Problem to solve: Condense the paragraph of the excerpt on the film Up that starts "Although some might find Up’s comedy jarring" into a short bulleted list of its main points.

Excerpt:

______

However, it seems that the world has other plans for him. Once he encounters the bizarre inhabitants of paradise falls — and develops a paternal bond with his young neighbor Russell — Carl eventually realizes that he still has much to offer in life, and life still has joy to offer him. In the end, he succeeds where the antagonist Muntz fails: by letting go of the familiar weight of the past and sailing into the unknown.
Although some might find Up’s comedy jarring when woven into this deeper emotional context, I relate to Up despite — or perhaps, because — of its dizzyingly wide emotional range. It’s an accurate reflection of life after grief: Even when you’ve lost someone important to you, life goes on in all its chaotic, serendipitous absurdity. It can feel offensive and unfair, and it can make you angry and bitter, like Carl. But Up reminds us that there’s joy and beauty to be found, too, even though it may seem unbearably bittersweet at best.

______

Dataset items:

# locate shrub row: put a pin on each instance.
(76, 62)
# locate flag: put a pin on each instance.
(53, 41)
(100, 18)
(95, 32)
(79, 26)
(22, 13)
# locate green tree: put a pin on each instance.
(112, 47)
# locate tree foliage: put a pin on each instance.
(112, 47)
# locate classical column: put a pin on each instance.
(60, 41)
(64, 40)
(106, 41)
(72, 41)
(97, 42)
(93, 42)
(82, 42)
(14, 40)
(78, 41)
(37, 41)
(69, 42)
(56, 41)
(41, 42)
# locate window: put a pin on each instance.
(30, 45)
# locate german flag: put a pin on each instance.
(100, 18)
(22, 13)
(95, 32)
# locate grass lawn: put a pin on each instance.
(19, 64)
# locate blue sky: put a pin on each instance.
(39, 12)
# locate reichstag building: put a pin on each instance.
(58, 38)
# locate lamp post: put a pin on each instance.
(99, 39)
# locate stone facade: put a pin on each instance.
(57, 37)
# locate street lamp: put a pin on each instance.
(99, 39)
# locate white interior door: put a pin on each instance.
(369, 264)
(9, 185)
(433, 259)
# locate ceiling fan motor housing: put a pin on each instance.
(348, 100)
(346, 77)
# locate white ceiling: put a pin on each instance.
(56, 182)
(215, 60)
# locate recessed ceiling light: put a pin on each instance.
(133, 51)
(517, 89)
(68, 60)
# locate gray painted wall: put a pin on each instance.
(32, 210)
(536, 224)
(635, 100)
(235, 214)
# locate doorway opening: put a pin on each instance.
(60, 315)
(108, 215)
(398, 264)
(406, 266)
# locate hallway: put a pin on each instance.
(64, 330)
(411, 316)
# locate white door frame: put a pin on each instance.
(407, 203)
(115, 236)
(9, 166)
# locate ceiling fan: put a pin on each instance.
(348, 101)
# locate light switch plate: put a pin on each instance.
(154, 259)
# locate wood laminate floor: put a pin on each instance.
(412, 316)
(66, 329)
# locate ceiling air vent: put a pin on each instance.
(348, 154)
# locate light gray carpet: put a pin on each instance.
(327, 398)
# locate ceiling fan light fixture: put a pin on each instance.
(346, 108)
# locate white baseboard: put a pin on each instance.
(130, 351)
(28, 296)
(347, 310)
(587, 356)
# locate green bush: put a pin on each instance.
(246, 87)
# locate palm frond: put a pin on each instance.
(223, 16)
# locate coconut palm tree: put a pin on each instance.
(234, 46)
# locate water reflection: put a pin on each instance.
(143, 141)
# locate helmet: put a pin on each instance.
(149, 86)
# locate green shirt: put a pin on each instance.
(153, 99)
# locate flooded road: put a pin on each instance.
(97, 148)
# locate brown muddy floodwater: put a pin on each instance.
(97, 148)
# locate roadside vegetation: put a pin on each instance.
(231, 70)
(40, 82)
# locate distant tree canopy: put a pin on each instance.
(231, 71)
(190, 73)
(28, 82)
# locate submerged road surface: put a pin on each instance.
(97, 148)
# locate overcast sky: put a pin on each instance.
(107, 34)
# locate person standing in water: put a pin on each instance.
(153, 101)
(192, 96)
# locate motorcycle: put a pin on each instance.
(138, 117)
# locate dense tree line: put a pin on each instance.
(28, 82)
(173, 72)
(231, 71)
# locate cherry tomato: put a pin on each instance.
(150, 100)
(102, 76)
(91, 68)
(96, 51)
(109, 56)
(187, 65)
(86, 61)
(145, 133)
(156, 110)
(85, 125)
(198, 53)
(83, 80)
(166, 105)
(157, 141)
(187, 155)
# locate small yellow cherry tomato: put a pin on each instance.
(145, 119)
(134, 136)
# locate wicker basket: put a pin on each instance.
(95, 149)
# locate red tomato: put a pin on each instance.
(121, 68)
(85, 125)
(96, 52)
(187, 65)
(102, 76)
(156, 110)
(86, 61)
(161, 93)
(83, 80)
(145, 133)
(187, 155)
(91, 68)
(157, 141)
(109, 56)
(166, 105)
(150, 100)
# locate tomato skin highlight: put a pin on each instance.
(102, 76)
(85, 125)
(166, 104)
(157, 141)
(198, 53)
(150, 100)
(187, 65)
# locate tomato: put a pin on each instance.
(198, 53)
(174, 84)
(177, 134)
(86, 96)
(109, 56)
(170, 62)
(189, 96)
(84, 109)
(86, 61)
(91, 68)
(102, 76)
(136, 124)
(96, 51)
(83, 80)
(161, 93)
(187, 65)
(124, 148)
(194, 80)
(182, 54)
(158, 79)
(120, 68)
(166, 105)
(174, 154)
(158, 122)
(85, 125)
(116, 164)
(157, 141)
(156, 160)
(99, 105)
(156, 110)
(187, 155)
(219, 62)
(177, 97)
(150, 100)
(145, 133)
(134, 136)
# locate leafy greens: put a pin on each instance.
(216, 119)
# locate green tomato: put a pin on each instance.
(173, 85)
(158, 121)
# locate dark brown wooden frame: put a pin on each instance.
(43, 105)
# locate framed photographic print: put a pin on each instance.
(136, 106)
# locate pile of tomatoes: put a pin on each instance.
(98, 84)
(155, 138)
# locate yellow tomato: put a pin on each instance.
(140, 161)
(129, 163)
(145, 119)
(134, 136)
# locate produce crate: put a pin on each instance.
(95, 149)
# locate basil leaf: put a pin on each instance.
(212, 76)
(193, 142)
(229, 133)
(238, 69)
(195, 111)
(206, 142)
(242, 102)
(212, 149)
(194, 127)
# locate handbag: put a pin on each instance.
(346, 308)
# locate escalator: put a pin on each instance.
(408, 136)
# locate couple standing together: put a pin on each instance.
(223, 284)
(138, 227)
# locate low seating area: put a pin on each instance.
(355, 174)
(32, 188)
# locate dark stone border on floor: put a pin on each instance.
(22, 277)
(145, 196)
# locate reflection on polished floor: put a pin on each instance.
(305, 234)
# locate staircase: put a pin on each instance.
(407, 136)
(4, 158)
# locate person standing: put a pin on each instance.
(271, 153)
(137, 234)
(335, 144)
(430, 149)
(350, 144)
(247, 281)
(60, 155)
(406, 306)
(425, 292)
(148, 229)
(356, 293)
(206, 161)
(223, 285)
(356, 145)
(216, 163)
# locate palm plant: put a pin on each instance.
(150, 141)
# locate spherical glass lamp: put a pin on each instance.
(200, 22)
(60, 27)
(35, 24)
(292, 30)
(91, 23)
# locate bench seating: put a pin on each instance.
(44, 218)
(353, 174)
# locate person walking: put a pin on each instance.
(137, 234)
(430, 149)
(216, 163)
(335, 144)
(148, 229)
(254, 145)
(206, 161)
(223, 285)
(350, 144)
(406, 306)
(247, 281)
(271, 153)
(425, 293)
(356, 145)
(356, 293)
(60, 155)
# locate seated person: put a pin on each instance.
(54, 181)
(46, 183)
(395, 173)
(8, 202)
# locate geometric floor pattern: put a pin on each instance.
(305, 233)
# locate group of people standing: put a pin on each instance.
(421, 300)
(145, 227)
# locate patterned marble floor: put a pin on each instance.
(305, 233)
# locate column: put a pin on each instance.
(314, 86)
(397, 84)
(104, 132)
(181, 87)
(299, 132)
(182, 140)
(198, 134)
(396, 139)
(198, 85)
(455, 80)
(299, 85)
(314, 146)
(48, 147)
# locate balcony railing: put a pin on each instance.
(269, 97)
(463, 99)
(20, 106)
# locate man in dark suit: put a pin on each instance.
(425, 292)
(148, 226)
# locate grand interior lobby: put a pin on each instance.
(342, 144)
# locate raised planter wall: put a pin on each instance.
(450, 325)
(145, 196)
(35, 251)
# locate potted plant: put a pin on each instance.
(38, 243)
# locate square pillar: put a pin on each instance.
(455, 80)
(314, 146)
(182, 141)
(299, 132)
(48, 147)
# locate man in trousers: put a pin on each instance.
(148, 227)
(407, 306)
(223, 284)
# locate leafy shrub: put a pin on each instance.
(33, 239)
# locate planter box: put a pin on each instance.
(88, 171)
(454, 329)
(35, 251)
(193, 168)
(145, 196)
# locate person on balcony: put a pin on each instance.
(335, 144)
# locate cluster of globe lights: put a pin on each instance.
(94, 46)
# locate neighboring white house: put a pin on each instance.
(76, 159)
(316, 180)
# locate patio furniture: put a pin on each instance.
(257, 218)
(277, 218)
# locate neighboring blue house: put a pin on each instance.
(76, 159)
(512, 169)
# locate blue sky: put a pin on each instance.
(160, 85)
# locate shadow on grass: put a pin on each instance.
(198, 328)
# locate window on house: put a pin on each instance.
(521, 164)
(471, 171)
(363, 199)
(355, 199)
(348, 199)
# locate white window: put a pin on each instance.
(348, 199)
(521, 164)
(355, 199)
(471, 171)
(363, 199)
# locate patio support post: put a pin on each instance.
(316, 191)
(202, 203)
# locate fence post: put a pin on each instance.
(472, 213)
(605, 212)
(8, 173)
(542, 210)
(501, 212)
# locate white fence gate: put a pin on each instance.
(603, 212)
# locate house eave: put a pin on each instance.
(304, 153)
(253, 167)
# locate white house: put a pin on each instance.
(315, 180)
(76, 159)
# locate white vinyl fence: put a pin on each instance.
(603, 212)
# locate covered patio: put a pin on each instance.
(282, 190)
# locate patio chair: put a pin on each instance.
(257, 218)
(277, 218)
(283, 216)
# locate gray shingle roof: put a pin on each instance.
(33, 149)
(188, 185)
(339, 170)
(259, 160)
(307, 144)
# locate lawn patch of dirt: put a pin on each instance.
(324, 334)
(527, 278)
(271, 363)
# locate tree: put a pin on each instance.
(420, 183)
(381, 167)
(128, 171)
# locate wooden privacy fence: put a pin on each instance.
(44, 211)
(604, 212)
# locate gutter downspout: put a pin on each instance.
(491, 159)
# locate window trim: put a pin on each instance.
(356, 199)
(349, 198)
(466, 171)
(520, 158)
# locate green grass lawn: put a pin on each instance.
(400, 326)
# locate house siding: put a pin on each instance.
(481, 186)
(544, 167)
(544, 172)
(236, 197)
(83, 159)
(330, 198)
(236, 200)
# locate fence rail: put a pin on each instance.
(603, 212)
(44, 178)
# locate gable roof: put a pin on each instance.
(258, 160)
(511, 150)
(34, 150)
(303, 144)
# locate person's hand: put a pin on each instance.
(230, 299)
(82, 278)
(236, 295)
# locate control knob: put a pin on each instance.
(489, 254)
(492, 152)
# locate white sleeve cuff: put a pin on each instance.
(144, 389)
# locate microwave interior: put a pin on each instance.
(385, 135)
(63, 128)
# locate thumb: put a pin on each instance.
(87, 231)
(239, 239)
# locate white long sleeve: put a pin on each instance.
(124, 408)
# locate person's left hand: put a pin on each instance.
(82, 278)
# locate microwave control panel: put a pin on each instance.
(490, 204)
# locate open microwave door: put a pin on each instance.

______

Solution:
- Some viewers may find Up’s comedy jarring within its deeper emotional context.
- The writer relates to the film despite, or perhaps because of, its wide emotional range.
- That range accurately reflects life after grief: after losing someone important, life goes on in all its chaotic, serendipitous absurdity.
- This can feel offensive and unfair and can make a person angry and bitter, like Carl.
- Up reminds viewers that joy and beauty can still be found, even if they seem unbearably bittersweet at best.